- DOCUMENT TEXT
Sacrosanctum Concilium Turns 50
Archbishop Arthur Roche, secretary of the Congregation for Divine Worship and the Discipline of the Sacraments, discusses the significance of Vatican II’s Constitution on the Sacred Liturgy.
BY EDWARD PENTIN
| Posted 11/20/13 at 11:24 AM
VATICAN CITY — Sacrosanctum Concilium, the Second Vatican Council’s Constitution on the Sacred Liturgy, turns 50 on Dec. 4. The main aim of the document was to achieve greater lay participation in the Catholic Church’s liturgy.
In this exclusive interview with the Register, Archbishop Arthur Roche, secretary of the Congregation for Divine Worship and the Discipline of the Sacraments, discusses the significance of the constitution, its fruits after half a century and how to address some of the problems that followed its promulgation.
What did Sacrosanctum Concilium set out to achieve? Why was it needed?
Sacrosanctum Concilium was the first document promulgated by the Second Vatican Council on Dec. 4, 1963. It was the fruit of a long process of growing thought from the early 1800s which is generally known as the “Liturgical Movement.” This document, of course, calls upon sources further back than this. For more than 100 years prior to this moment, however, there was a desire to enrich people’s appreciation and experience of the liturgy of the Roman rite. Both St. Pope Pius X and Pope Pius XII played a great part in this. They sought to help people understand the liturgy and to participate in it better, so that the liturgy might bear even greater fruit in their souls.
In response to this growing movement, the Constitution on the Sacred Liturgy wanted, above all, to put the Church’s liturgy on solid theological foundations, based on the exercise of the priesthood of Christ in the mystical body, which is the Church.
The Council Fathers wished to deepen the Christian life of the faithful and to strengthen the ecclesiological significance of worship with the understanding that, in the words of the document itself, “the divine sacrifice of the Eucharist is the outstanding means whereby the faithful may express in their lives, and manifest to others, the mystery of Christ and the real nature of the true Church” (Sacrosanctum Concilium, 2).
In the liturgy, it is Christ himself who is at work. It is where he manifests, makes present and communicates his work of salvation. The renewal of the liturgy wanted, above all, to provide a fresh understanding of this — not least, the meaning of the rites, a deeper theological grasp of what the words and the signs mean, which ultimately is about what God does, what God accomplishes when the sacred liturgy is celebrated.
One particular phrase, which is often associated with this renewal, is that of “active participation.” In fact, this wasn’t something that was first expressed in this document. It had its origins in St. Pope Pius X’s teaching on the liturgy from 1903. This does not mean that everybody needs to be running around doing things.

- MATERIAL
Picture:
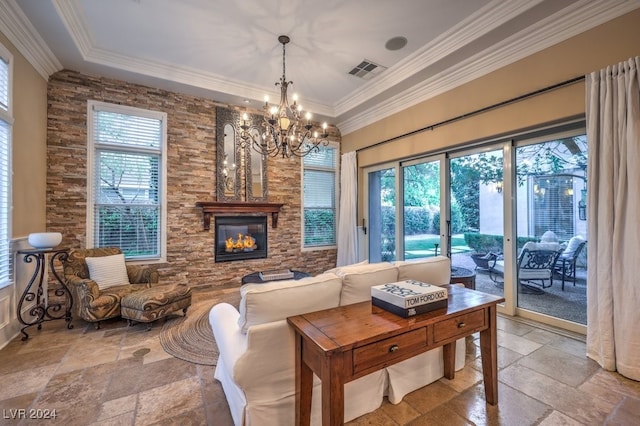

- GIVEN REQUEST 1
Translate this sentence from the interview about Sacrosanctum Concilium into Spanish: "In the liturgy, it is Christ himself who is at work."
- GIVEN REQUEST 2
According to the interview about Sacrosanctum Concilium, on what date did the Second Vatican Council promulgate the document?
- GIVEN REQUEST 3
Carry the interview about Sacrosanctum Concilium forward from its last sentence.

- RESULT 1
En la liturgia, es Cristo mismo quien actúa.

- RESULT 2
Dec. 4, 1963.

- RESULT 3
No, participation happens, first of all, at a much deeper level, in the mind and the heart, and this is greatly assisted when a person understands what is happening in the sacred liturgy. Why was this needed?
Well, it is clear that not everyone understood what was going on when they went to church. Not everyone was aware of the part they were playing as a “priestly people.” That is not to say that they weren’t praying, but just that, in the main, they would have found it very difficult to pray along with the priest or to understand why various things were done in the liturgy.
What would you say have been the fruits of the constitution?
Sacrosanctum Concilium was the first document and, therefore, a highly significant signal to the Church and the world from the Second Vatican Council. It was a clear reminder that all things begin in and through the Lord in worship and in prayer. There is no substitute for this.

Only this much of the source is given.